▶ [課題 A]: 事象変移の解説によると、意識が実数領域へ移動するとき、多くの場合はどこに出現しますか。
▶ [課題 B]: 事象変移の解説から、「実数領域」という語を含む文をすべて抜き出してください。
▶ [課題 C]: 事象変移の解説の最後の文を受けて、その先を書き継いでください。

事象変移で見られる現象 / Xenosaga
1. 消失現象 30%
事象変移では様々な理由で物質(肉体)と意識が一瞬のうちに入れ替わるので、人々の目には物質(肉体)がいきなり消失したように見える。これが消失現象である。
無機物などに起きる入れ替わり現象では、実数領域の物質そのものが虚数領域の意識と入れ替わってしまうため、それまで実数領域で知覚されていた物質は消える。かわりに実数領域には物質の意識が移動してくるが、これは人間の目に映らないか、映ったとしても光や音といった元の物質とは著しく異なる形状をしているので、同一のものとは認識できない。
また意識が実数領域へと移動するとき、必ずしも元の物質が存在していた場所に出現するとは限らない。概ねはほぼ同じ場所に出現するが、遠く離れた場所に出現することもある。

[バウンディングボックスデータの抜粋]
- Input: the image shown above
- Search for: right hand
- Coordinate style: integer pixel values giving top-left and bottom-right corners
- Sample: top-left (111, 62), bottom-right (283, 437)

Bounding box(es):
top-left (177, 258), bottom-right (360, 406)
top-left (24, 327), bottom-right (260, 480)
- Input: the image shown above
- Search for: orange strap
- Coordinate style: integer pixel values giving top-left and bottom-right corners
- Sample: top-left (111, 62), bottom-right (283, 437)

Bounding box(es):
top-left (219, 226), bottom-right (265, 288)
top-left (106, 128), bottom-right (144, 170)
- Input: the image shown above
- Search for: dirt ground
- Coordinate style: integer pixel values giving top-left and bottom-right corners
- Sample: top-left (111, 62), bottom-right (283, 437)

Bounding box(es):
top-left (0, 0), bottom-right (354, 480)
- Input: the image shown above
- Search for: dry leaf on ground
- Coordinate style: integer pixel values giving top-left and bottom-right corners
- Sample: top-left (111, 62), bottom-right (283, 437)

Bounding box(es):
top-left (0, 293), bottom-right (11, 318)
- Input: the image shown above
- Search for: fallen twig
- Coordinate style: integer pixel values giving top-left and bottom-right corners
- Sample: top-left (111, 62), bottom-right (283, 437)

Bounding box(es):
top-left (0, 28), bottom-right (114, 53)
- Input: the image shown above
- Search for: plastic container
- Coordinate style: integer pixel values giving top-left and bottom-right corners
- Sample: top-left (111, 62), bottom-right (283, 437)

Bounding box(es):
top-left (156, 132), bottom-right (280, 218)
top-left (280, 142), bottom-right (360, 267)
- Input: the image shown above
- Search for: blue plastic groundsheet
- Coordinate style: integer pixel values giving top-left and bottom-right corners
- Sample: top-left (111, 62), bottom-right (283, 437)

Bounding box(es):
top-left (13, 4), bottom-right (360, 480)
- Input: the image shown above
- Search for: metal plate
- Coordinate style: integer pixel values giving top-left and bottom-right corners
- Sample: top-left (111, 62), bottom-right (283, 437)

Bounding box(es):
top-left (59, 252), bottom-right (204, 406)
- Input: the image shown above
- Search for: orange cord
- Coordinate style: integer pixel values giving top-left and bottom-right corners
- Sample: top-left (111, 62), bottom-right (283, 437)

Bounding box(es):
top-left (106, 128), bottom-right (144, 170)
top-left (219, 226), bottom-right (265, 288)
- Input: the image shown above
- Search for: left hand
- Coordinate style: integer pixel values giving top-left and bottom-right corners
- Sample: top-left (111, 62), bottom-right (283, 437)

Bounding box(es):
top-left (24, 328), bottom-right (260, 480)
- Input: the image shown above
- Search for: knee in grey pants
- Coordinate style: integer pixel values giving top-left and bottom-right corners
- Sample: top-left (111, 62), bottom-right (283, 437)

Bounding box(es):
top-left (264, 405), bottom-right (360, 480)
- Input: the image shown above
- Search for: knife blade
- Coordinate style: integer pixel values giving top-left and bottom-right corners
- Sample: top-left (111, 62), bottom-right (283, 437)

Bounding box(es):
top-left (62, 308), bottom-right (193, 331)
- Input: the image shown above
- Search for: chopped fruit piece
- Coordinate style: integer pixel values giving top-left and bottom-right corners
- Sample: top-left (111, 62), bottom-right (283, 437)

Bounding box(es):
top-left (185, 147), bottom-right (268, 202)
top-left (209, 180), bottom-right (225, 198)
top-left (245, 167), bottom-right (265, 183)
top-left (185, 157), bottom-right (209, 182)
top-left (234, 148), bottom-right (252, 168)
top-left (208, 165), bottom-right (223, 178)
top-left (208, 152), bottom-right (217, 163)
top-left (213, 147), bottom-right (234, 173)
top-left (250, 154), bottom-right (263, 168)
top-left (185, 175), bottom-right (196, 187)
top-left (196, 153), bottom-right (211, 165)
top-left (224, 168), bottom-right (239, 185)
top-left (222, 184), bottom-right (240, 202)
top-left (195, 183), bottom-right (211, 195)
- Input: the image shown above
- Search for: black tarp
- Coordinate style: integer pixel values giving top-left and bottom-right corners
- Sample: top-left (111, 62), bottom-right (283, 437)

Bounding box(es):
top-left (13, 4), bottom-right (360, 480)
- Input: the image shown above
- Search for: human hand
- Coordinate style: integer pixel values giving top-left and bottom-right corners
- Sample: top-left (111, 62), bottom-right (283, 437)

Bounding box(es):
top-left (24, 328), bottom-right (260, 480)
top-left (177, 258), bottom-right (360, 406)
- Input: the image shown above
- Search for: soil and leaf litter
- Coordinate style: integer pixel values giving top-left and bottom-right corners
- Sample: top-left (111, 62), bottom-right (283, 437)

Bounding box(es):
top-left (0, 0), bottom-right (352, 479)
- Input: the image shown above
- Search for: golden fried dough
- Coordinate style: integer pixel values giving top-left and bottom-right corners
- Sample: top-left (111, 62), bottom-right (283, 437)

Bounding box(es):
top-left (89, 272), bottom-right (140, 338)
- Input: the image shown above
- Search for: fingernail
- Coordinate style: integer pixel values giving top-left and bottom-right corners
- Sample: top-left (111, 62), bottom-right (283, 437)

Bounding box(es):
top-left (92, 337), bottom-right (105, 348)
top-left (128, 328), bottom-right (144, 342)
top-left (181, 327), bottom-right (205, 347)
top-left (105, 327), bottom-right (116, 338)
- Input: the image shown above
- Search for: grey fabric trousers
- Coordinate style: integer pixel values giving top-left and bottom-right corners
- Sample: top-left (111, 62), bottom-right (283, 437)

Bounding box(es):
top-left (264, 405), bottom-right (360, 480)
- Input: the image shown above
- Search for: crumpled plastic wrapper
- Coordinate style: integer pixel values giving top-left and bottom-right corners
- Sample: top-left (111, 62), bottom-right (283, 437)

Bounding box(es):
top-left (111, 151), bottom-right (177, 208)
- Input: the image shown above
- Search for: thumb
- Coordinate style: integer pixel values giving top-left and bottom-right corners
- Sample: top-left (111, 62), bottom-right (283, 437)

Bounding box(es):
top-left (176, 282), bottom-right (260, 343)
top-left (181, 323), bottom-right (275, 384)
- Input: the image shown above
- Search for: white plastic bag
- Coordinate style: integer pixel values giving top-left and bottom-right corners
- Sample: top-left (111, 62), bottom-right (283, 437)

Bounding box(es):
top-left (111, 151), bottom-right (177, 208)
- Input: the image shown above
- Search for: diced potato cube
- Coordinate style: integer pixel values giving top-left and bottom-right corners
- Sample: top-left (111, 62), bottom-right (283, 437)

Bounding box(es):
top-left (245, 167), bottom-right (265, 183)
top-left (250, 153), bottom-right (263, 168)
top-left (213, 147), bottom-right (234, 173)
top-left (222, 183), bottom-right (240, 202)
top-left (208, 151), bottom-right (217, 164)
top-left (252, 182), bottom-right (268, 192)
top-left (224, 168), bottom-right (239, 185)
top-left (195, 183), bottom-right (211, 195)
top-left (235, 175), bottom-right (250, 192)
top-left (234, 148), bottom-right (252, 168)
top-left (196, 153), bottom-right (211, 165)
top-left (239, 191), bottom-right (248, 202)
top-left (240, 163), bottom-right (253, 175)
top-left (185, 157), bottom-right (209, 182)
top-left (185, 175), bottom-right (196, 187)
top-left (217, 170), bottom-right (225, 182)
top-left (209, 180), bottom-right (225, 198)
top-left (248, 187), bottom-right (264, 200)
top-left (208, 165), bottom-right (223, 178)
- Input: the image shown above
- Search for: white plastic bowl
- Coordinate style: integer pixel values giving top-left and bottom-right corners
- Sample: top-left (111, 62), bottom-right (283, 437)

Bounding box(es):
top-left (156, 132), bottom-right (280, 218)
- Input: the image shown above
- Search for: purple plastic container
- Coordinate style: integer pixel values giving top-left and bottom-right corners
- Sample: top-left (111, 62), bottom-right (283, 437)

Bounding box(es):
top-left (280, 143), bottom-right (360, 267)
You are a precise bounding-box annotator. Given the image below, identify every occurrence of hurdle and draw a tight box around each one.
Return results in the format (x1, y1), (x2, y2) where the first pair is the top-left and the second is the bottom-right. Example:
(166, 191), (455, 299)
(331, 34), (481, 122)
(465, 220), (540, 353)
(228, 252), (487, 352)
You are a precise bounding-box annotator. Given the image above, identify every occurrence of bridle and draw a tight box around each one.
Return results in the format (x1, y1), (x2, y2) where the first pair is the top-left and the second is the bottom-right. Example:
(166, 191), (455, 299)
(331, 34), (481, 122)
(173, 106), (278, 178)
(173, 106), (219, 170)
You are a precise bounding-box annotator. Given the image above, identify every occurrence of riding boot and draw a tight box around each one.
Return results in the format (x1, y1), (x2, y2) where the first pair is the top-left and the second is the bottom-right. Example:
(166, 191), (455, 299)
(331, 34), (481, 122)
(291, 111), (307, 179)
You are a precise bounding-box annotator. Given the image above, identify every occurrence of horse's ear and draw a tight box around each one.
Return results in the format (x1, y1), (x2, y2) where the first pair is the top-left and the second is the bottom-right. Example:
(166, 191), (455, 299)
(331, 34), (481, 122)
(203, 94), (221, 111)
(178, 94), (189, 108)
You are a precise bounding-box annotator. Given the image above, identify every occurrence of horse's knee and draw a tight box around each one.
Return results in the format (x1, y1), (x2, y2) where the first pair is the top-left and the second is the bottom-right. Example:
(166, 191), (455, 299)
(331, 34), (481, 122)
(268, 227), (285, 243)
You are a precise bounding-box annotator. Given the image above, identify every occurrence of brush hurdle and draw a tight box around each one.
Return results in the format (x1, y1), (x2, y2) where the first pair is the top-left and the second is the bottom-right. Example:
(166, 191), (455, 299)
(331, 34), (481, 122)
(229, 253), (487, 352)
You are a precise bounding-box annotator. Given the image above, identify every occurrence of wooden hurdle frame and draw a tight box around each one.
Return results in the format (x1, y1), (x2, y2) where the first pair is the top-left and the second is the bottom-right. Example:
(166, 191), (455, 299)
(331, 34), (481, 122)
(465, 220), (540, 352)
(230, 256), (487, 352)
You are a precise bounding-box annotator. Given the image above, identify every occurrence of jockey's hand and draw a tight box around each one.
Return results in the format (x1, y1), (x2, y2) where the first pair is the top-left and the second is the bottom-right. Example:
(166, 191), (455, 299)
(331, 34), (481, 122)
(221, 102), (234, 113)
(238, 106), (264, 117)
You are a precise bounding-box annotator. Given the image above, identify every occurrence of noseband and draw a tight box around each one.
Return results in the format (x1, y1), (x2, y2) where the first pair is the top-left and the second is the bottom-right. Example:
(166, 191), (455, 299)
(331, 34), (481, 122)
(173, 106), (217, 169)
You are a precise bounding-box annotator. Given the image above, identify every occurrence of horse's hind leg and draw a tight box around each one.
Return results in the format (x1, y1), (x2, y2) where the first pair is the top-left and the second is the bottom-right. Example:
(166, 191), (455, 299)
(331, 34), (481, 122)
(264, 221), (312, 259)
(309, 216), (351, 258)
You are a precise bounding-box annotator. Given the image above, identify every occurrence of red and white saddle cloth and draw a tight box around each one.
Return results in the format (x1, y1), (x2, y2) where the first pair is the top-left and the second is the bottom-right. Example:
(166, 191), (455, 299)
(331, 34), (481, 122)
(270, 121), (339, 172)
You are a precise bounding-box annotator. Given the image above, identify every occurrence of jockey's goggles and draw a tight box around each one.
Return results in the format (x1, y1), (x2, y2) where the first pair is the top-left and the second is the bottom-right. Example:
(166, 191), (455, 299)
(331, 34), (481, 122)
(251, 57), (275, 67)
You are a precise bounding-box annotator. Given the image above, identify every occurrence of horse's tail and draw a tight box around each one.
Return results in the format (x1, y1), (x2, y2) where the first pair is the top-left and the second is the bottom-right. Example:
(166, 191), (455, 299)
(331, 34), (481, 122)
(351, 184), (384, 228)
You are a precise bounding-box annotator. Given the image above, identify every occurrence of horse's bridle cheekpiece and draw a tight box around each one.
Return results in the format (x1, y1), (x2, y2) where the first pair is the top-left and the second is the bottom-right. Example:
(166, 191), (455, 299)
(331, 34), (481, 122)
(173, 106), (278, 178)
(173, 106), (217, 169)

▶ [解答 A]: 元の物質が存在していた場所とほぼ同じ場所に出現します。

▶ [解答 B]:
- 無機物などに起きる入れ替わり現象では、実数領域の物質そのものが虚数領域の意識と入れ替わってしまうため、それまで実数領域で知覚されていた物質は消える。
- かわりに実数領域には物質の意識が移動してくるが、これは人間の目に映らないか、映ったとしても光や音といった元の物質とは著しく異なる形状をしているので、同一のものとは認識できない。
- また意識が実数領域へと移動するとき、必ずしも元の物質が存在していた場所に出現するとは限らない。

▶ [解答 C]:
人間などに起きる入れ替わり現象は、観測行為によって集合的無意識内の意識が散逸させられ、その散逸した意識がゾハルを求めて実数領域に移動することで発生する。虚数実数を問わず、ひとつの領域に意識と物質が同時に存在することはできないため、それまで実数領域に存在していた肉体は、散逸し実数領域に移動してきた意識と入れ替わる形で、虚数領域に取り込まれる。その結果、ひとりの消失現象が起きると同時にグノーシスが一体出現する。つまり人間などの消失現象とグノーシスの出現は、かならずセットで起きるのである。無機物などの場合と同様、グノーシスは概ね人間が消えたのとほぼ同じ場所に出現するが、遠く離れた場所に出現することもある。
この消失現象+グノーシス出現が緩徐に進行した場合は、後述する「グノーシス現象」の一種として人間の目に知覚される。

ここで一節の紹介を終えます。